EXCERPT PROVIDED.
A rabbit will generally choose one or more places - usually corners - to use as a bathroom. In most cases, you simply have to determine which corner(s) the rabbit prefers and place a litterbox there. In most instances, where they urinate will be the same place they defecate. Here are a few tips:
An altered rabbit will usually have better litterbox habits than an unaltered rabbit.
Bunnies often prefer a "roomier" litterbox as opposed to a small, corner-style box.
Make sure to use a bunny-safe litter such as plain, unscented Carefresh, Feline Pine or Yesterday's News.
Unsafe litters include pine or cedar shavings (should not ever be used with a bunny), corn-based litter, Swheat Scoop and clay or clumping litters.
Always top your litter completely with grass hay (timothy, orchard, etc. - no alfalfa or clover). Bunnies spend extensive amounts of time in the litterbox and will munch hay while they are in there. You'll find they will back in to the corner of the box to go to the bathroom while eating from the "front"corner.
Click here for more information on litter training
Why did my rabbit start urinating outside of her litter pan?
Loss of litter box training can indicate urinary tract disease so a visit to a rabbit-savvy veterinarian is in order. If infections are ruled out, it could be that your rabbit is feeling the need to mark his or her territory by urinating outside of the pan after a stressful event. Anything that may make your house rabbit feel “insecure” like a new pet, houseguests or change in cage location can be a cause to mark territory more “enthusiastically.” This behavior will often start when your little bun reaches 4-6 months of age and their reproductive hormones become active. Now is the time to get your bun altered as spaying or neutering improves litter box habits and reduces territorial spraying.

TASKS FOR THIS EXERCISE.
1. Reproduce the passage on rabbit litter habits from "A rabbit will" to "an unaltered rabbit.".
2. Answer these questions using the passage on rabbit litter habits:
(a) What kind of rabbit usually has better litterbox habits?
(b) Which two kinds of hay should not be used to top the litter?
(c) At what age does the territorial marking behavior often start?
3. Translate this sentence from the passage on rabbit litter habits into Spanish: "An altered rabbit will usually have better litterbox habits than an unaltered rabbit."
The material after this point is separate from the passage on rabbit litter habits.

RAW DATA.
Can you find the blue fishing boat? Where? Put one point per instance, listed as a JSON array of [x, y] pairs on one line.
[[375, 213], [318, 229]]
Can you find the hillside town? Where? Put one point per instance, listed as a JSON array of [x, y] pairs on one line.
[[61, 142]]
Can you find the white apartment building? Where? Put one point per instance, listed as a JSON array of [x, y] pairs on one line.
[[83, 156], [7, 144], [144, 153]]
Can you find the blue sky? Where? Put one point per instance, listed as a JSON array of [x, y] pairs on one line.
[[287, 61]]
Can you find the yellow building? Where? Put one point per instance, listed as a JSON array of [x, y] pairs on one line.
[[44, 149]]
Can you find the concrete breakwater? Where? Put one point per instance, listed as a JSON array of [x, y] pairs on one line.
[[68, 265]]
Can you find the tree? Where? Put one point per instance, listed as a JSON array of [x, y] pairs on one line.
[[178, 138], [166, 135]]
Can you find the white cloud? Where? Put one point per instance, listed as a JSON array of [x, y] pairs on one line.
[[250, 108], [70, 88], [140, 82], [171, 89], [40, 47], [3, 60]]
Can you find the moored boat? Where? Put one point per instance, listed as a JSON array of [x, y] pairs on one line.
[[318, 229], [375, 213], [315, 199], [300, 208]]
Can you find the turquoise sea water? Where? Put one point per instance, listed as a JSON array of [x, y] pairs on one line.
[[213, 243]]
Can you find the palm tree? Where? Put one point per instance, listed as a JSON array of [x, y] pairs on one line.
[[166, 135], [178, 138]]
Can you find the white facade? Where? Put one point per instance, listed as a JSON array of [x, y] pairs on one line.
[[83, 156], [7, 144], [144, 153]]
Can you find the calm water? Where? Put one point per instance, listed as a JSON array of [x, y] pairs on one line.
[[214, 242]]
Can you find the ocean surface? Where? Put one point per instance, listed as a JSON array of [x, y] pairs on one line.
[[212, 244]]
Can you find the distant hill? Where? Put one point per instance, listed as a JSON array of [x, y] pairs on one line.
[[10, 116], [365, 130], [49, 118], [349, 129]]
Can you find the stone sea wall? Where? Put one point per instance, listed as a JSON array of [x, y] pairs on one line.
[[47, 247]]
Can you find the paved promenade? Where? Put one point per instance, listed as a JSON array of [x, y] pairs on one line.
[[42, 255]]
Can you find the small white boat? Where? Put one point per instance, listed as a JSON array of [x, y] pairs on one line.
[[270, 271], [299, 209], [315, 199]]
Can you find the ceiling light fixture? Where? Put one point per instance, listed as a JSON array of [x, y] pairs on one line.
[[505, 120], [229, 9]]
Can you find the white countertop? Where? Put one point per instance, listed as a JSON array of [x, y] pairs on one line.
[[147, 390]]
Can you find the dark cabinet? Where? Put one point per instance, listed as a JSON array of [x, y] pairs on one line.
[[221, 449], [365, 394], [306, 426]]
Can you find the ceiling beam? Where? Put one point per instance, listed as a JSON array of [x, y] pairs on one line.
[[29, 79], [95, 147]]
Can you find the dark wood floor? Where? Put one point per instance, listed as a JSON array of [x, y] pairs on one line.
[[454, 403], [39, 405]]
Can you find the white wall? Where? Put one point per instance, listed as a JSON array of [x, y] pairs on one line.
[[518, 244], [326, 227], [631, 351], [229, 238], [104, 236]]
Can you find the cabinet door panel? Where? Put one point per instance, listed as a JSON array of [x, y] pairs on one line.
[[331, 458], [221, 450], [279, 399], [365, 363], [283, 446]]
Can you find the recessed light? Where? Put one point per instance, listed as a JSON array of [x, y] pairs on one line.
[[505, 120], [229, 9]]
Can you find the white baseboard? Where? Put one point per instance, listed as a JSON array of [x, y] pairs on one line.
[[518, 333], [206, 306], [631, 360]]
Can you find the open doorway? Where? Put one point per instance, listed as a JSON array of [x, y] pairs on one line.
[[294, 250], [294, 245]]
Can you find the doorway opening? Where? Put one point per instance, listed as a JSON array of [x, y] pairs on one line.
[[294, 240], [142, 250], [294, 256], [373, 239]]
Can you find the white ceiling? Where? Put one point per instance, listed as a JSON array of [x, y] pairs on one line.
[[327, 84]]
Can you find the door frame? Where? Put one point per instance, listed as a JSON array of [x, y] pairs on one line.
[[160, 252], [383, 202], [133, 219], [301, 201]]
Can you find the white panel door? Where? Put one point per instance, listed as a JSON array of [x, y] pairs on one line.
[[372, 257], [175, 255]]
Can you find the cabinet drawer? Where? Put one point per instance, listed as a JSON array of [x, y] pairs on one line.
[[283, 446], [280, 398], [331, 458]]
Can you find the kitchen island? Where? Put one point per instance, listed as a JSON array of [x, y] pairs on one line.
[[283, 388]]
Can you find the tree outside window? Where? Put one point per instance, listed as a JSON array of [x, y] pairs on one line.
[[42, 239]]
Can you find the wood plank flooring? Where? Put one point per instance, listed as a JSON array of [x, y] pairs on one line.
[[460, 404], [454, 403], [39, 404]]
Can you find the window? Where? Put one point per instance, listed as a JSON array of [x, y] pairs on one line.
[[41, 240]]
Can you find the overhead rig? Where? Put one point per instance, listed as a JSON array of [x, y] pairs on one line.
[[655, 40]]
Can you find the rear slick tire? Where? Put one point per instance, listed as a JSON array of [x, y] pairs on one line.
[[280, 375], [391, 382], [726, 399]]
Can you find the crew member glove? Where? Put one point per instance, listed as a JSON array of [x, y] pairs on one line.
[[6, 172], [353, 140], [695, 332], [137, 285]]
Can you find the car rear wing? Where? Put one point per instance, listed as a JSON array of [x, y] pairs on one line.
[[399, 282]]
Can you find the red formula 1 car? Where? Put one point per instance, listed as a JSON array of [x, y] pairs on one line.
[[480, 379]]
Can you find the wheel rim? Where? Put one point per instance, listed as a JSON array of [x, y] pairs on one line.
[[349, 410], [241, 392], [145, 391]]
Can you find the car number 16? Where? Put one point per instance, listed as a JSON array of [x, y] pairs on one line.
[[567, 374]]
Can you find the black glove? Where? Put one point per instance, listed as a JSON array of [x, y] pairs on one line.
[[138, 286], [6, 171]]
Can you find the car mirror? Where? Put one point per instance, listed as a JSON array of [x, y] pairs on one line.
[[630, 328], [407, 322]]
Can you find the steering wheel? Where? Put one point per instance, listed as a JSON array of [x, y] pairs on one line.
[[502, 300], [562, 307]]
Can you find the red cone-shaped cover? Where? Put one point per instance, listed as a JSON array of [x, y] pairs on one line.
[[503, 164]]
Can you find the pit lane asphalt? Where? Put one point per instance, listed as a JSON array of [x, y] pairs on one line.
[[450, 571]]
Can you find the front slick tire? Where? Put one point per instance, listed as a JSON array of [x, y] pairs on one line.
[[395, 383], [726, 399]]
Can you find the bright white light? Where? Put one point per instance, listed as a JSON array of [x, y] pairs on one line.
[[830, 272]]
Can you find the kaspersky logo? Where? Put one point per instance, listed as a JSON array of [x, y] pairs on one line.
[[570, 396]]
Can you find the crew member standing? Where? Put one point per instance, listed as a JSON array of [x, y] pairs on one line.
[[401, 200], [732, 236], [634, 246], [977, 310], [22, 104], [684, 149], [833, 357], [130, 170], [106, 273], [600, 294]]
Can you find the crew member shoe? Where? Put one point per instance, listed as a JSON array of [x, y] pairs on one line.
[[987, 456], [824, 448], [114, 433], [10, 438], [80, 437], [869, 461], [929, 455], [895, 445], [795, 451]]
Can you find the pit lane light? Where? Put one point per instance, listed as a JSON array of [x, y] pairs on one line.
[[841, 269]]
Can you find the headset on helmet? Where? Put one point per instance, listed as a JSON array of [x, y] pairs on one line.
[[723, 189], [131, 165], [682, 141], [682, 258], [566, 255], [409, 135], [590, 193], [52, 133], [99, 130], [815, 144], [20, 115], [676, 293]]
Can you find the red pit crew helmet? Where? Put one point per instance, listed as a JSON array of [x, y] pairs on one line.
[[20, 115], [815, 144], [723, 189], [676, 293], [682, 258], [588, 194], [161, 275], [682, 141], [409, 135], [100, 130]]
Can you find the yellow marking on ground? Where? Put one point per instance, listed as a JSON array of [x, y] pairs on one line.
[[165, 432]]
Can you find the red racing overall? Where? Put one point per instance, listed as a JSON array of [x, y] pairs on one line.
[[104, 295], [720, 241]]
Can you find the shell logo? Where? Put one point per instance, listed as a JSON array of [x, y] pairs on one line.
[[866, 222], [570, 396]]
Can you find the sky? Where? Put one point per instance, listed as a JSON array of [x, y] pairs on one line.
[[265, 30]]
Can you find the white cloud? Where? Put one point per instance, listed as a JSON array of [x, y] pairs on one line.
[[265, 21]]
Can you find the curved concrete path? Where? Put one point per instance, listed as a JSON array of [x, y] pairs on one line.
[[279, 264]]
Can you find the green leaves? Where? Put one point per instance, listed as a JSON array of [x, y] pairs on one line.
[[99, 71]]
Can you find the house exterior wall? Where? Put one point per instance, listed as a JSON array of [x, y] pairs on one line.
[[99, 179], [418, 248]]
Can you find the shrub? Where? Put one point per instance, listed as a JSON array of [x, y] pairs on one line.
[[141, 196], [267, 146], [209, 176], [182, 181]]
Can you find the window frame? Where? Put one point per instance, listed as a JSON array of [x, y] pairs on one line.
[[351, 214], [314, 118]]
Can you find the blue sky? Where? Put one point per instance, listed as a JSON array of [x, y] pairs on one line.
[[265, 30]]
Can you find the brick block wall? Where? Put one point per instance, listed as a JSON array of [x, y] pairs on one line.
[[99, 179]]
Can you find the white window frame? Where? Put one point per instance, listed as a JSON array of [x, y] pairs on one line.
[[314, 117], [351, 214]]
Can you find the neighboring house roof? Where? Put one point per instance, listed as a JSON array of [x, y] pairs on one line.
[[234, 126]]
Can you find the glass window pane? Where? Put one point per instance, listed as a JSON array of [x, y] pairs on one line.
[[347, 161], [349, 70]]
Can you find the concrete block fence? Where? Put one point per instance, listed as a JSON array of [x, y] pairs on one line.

ANSWERS FOR EACH ITEM.
1.
A rabbit will generally choose one or more places - usually corners - to use as a bathroom. In most cases, you simply have to determine which corner(s) the rabbit prefers and place a litterbox there. In most instances, where they urinate will be the same place they defecate. Here are a few tips:
An altered rabbit will usually have better litterbox habits than an unaltered rabbit.

2.
(a) An altered rabbit.
(b) Alfalfa and clover.
(c) At 4-6 months of age.

3. Un conejo esterilizado normalmente tendrá mejores hábitos con la caja de arena que un conejo no esterilizado.